### TO BE DONE:
Reproduce the data verbatim, starting at the line that contains "does the blurred" and ending at the line that contains "67,61 -> 72,72".

::::

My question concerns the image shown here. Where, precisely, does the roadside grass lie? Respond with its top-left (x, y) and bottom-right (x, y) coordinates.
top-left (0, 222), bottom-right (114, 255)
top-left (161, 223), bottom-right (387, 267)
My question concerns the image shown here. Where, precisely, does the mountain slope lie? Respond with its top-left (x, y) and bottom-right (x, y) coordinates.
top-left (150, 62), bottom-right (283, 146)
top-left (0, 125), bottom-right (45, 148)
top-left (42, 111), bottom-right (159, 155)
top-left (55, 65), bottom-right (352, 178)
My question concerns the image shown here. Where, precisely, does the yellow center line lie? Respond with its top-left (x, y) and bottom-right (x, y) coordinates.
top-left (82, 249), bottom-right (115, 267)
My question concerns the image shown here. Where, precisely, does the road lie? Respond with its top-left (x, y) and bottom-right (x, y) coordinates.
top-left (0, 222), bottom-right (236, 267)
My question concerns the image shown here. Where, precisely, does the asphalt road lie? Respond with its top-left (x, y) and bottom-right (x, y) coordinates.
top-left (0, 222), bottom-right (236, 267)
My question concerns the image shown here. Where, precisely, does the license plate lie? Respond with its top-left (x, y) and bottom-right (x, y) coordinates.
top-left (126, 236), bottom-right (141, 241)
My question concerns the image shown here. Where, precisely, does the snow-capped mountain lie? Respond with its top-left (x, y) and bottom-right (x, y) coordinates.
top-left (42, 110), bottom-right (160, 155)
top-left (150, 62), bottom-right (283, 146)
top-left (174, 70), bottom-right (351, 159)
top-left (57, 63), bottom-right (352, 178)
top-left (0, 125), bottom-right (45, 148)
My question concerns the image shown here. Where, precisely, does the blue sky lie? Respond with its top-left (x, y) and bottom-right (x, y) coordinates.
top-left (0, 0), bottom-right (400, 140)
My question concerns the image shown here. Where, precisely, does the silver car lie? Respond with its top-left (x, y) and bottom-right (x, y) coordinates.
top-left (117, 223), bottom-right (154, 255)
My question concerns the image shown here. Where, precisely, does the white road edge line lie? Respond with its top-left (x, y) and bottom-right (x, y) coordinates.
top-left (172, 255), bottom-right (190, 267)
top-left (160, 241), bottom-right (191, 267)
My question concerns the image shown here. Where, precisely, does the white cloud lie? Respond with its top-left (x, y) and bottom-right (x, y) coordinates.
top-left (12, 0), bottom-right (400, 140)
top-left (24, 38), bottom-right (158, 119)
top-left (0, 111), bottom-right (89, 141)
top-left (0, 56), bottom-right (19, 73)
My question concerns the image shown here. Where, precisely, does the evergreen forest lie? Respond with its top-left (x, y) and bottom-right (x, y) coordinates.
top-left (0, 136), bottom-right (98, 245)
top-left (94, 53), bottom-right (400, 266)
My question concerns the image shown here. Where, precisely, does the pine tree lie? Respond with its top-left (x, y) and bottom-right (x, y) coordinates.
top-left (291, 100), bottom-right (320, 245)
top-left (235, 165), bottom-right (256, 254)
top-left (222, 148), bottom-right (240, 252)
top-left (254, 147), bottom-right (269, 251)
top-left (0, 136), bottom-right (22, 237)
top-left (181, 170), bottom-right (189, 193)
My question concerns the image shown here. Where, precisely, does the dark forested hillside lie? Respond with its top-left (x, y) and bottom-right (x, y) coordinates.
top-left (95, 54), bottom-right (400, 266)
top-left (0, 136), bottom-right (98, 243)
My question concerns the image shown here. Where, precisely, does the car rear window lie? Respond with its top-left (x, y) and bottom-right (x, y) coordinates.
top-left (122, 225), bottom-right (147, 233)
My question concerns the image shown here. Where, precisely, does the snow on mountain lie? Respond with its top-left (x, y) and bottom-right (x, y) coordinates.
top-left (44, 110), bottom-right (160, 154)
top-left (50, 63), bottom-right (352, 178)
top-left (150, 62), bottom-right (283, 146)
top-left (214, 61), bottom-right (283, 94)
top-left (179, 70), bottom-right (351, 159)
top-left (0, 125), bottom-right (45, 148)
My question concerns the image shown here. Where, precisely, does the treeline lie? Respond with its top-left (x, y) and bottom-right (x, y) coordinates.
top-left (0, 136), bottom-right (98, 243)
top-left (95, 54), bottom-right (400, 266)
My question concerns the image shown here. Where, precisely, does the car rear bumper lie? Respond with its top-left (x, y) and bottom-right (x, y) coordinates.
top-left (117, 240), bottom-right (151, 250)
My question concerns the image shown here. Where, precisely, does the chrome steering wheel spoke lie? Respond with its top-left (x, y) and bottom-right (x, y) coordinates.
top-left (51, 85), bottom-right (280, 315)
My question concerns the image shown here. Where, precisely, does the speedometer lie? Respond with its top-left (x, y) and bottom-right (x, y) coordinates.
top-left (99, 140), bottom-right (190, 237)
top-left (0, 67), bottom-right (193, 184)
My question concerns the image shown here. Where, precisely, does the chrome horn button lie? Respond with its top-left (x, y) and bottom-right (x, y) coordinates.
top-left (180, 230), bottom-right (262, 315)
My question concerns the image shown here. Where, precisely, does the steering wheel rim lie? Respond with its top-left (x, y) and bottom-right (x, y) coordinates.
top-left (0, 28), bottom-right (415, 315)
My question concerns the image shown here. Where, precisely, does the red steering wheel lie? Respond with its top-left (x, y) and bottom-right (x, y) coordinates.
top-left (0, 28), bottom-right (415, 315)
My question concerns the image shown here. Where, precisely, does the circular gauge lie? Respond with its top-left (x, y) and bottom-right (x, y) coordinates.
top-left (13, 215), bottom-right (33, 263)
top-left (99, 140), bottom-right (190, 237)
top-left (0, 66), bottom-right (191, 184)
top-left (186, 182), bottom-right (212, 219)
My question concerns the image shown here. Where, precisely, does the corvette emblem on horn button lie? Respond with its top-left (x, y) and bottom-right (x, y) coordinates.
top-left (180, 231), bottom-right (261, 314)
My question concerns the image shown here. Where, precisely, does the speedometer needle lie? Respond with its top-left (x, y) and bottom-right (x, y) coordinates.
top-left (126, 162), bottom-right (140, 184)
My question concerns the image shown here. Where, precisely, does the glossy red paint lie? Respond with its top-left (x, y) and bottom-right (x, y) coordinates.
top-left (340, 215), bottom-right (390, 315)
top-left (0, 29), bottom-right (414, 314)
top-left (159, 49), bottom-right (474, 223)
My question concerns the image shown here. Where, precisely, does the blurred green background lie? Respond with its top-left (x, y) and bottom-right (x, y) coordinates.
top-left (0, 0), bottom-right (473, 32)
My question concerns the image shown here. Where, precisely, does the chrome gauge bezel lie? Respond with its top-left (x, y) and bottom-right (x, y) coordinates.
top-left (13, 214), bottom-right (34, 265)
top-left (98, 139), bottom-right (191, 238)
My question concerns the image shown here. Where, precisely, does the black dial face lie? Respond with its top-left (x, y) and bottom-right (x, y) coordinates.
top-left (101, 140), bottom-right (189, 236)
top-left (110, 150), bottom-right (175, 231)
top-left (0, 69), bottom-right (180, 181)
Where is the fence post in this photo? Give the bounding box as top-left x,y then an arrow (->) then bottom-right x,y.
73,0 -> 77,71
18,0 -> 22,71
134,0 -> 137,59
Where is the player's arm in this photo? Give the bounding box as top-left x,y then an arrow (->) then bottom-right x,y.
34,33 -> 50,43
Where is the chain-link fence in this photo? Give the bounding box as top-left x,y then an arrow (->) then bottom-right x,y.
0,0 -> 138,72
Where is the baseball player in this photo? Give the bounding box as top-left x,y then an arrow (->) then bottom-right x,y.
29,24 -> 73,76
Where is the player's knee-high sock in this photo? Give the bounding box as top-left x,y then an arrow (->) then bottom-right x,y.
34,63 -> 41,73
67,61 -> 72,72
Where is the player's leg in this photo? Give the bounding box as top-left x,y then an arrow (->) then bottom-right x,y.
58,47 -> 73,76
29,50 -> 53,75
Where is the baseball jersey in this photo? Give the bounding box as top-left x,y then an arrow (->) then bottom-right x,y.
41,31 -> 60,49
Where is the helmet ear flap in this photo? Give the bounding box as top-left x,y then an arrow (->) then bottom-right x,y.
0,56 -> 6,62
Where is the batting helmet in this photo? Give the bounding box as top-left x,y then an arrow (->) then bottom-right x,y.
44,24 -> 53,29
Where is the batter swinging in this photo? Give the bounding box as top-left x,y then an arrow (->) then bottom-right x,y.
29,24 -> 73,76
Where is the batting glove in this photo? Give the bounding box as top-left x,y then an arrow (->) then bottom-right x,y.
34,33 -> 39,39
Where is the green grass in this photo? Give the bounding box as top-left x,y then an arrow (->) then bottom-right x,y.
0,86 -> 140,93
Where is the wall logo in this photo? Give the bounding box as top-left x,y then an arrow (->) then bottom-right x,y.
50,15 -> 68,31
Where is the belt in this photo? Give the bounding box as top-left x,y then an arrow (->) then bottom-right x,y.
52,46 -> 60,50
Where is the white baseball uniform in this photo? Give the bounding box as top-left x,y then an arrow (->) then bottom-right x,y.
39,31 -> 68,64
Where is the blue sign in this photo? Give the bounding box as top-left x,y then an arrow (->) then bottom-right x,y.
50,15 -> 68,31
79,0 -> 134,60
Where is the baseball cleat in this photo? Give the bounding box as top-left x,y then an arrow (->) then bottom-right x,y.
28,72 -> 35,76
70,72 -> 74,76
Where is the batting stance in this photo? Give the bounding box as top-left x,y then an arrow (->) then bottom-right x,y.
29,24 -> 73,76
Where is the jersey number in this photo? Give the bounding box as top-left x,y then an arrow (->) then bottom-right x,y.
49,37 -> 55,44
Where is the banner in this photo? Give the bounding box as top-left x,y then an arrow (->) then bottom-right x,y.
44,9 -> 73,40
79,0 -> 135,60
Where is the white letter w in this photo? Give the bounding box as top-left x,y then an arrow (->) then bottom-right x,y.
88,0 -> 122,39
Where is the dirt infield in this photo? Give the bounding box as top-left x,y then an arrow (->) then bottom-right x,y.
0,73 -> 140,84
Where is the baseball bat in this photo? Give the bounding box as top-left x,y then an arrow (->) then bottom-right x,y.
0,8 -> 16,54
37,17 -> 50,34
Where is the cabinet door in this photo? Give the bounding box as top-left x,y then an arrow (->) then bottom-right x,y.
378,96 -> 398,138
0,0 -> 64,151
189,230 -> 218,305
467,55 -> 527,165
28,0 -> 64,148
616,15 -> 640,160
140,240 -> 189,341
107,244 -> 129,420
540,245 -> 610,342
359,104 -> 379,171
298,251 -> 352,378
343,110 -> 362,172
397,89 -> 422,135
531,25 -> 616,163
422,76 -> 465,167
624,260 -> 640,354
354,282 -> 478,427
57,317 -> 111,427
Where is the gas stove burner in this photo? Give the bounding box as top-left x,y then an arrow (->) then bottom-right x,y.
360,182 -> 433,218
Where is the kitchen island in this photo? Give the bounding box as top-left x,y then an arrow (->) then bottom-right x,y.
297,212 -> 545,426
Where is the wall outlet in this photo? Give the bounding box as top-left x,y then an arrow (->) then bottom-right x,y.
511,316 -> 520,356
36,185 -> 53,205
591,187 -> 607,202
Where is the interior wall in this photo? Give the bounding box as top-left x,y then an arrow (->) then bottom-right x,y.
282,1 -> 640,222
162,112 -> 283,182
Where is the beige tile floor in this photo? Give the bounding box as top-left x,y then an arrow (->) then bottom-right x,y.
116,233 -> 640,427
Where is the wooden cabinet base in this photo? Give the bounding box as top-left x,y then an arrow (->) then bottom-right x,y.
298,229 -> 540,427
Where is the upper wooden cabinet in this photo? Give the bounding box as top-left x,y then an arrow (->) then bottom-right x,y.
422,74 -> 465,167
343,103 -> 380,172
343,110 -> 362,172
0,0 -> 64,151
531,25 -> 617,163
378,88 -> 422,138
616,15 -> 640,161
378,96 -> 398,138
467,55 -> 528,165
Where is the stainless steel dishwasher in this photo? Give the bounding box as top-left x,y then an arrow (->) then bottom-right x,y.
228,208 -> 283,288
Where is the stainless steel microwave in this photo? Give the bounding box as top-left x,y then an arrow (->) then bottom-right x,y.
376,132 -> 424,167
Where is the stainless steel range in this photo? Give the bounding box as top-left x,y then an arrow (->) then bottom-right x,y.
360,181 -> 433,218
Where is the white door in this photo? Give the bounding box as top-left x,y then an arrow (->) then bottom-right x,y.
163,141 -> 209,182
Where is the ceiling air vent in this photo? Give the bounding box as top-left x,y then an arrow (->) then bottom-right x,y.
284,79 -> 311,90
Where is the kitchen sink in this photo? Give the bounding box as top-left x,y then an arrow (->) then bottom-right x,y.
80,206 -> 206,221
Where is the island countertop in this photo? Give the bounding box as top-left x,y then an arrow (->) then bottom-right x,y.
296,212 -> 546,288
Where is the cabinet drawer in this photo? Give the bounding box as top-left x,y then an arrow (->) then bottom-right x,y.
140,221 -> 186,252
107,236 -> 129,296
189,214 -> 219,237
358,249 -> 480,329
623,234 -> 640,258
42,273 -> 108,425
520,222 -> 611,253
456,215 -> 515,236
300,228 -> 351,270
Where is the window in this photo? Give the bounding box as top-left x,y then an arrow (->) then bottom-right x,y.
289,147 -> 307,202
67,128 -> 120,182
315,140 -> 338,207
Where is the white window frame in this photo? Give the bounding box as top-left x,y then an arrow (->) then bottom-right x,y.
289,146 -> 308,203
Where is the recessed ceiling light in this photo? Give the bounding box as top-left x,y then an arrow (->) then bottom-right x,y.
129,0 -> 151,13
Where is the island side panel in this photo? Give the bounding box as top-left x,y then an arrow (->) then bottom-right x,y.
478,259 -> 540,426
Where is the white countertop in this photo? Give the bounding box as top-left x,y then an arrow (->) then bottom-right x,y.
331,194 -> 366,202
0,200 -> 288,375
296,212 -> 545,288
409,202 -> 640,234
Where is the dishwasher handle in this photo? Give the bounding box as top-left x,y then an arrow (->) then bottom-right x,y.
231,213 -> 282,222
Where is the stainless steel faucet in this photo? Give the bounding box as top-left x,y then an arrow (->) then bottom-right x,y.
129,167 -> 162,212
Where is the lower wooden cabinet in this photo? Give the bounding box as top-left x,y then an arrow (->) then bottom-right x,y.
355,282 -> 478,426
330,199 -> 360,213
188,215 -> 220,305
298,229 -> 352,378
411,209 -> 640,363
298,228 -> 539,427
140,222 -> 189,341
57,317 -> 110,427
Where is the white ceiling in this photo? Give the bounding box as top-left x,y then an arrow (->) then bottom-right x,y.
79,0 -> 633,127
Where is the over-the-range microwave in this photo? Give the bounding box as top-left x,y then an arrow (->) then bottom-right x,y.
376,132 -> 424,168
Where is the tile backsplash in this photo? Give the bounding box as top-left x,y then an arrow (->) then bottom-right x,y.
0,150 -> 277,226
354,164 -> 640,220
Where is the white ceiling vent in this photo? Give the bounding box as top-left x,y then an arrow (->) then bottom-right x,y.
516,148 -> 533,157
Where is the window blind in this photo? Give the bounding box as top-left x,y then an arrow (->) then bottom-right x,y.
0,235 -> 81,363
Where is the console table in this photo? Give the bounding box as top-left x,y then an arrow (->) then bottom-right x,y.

::::

### COMPLETE OUTPUT:
My question concerns the image shown here. Where, precisely, does the blurred green background lie? Respond with its top-left (x, y) and bottom-right (x, y) coordinates.
top-left (0, 0), bottom-right (473, 32)
My question concerns the image shown here. Where, precisely, does the chrome gauge bezel lie? Respond with its top-left (x, y) and bottom-right (x, y) coordinates.
top-left (13, 214), bottom-right (34, 265)
top-left (98, 139), bottom-right (191, 238)
My question concerns the image shown here. Where, precisely, does the black dial face lie? Respond with its top-left (x, y) and bottom-right (x, y) coordinates.
top-left (101, 140), bottom-right (189, 236)
top-left (110, 150), bottom-right (175, 231)
top-left (0, 69), bottom-right (180, 181)
Where is the fence post in this photo? Give the bounding box as top-left x,y then an arrow (->) then bottom-right x,y.
73,0 -> 77,71
18,0 -> 22,71
134,0 -> 137,59
Where is the player's arm in this photo? Give the bounding box as top-left x,y then an arrow (->) then bottom-right x,y.
34,33 -> 50,43
Where is the chain-link fence in this photo? Give the bounding box as top-left x,y then an arrow (->) then bottom-right x,y.
0,0 -> 138,72
Where is the baseball player in this photo? Give the bounding box as top-left x,y then an arrow (->) then bottom-right x,y.
29,24 -> 73,76
Where is the player's knee-high sock in this photo? Give the bounding box as top-left x,y then an arrow (->) then bottom-right x,y.
34,63 -> 41,73
67,61 -> 72,72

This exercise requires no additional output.